Could you repeat, word for word, every line from the one containing "out the guitar" through the final line of the records below, and nothing else?

(Location annotation dataset excerpts)

▼

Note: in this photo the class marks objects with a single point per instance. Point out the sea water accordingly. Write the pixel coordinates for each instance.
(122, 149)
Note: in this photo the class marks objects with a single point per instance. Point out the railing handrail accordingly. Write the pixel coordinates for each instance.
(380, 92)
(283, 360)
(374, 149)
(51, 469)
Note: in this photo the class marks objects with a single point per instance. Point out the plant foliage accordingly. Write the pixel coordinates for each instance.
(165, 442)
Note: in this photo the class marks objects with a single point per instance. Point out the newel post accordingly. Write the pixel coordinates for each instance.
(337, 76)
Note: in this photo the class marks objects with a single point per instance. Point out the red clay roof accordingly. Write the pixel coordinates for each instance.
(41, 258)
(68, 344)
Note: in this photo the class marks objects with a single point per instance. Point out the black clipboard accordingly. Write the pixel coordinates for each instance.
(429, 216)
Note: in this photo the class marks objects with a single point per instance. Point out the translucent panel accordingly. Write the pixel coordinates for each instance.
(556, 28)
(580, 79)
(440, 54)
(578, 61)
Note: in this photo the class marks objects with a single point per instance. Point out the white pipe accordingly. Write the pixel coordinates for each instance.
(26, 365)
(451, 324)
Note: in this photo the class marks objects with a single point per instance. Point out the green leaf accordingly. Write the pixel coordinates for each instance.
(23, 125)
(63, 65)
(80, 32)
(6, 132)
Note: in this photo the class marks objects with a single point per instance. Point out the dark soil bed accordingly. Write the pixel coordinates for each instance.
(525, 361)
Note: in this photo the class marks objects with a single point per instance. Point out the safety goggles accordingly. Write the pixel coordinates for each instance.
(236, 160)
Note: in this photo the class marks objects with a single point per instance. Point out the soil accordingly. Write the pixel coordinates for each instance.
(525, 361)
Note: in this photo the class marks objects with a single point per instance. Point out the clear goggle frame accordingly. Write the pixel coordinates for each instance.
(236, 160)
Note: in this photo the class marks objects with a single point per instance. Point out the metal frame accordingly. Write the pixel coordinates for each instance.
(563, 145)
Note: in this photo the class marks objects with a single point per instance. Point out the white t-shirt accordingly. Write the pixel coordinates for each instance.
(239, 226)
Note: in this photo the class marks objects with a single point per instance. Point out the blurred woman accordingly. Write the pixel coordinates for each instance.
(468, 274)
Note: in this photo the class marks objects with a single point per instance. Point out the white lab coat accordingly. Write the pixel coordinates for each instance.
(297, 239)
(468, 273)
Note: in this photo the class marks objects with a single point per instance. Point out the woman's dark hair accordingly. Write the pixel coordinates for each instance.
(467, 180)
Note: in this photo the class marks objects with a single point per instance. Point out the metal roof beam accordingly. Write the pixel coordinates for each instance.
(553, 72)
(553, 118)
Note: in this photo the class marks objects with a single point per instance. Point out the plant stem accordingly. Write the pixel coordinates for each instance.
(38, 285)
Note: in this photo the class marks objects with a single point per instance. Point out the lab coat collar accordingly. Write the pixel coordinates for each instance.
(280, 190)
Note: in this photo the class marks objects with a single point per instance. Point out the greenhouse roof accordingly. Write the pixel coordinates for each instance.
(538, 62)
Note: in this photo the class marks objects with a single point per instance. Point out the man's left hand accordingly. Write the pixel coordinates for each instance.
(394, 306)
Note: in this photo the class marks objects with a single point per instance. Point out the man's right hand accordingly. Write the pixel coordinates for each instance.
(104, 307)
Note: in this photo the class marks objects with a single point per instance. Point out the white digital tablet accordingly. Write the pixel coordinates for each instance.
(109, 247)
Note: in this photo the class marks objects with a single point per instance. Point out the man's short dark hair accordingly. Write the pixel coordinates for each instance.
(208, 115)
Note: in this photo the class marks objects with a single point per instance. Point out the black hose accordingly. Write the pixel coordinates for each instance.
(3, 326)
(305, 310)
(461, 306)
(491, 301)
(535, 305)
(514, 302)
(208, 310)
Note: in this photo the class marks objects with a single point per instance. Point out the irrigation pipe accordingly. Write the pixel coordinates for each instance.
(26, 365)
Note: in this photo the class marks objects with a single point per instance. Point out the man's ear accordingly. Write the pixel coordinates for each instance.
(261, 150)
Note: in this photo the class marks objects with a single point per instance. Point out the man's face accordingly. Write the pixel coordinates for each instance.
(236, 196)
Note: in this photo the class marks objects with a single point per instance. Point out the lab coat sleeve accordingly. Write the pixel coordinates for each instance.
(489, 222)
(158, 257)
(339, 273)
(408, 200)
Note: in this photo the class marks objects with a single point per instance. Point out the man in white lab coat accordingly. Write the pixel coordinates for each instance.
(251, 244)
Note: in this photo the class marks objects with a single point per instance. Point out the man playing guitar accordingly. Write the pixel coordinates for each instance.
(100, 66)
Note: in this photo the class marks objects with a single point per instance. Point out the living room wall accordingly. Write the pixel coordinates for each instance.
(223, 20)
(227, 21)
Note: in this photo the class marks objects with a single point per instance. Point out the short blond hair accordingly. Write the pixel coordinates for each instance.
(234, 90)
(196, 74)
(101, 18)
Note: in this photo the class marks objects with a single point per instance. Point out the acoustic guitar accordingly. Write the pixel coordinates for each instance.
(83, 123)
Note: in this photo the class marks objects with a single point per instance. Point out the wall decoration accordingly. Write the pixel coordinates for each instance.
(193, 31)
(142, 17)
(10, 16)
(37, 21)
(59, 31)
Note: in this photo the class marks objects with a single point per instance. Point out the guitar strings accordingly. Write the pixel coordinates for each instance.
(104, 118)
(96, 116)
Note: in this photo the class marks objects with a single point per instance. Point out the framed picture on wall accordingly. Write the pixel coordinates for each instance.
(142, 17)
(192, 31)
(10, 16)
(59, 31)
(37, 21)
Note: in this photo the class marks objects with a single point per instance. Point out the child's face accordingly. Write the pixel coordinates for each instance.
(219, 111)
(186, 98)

▲

> [Finished task]
Note: in this photo the class marks objects with a single point per instance. Point out the guitar strings accordingly. Write the pixel coordinates for each instance.
(104, 118)
(96, 116)
Note: in this photo the class marks objects with a single point per instance. Point out the framed picture on wall accordingly. Write the pixel coordinates for each instance.
(142, 17)
(192, 31)
(10, 16)
(59, 31)
(37, 21)
Note: in this photo the class marks objects with a single point per instance. Point out the child's face accordingly. Write the pixel coordinates for each instance.
(219, 111)
(186, 98)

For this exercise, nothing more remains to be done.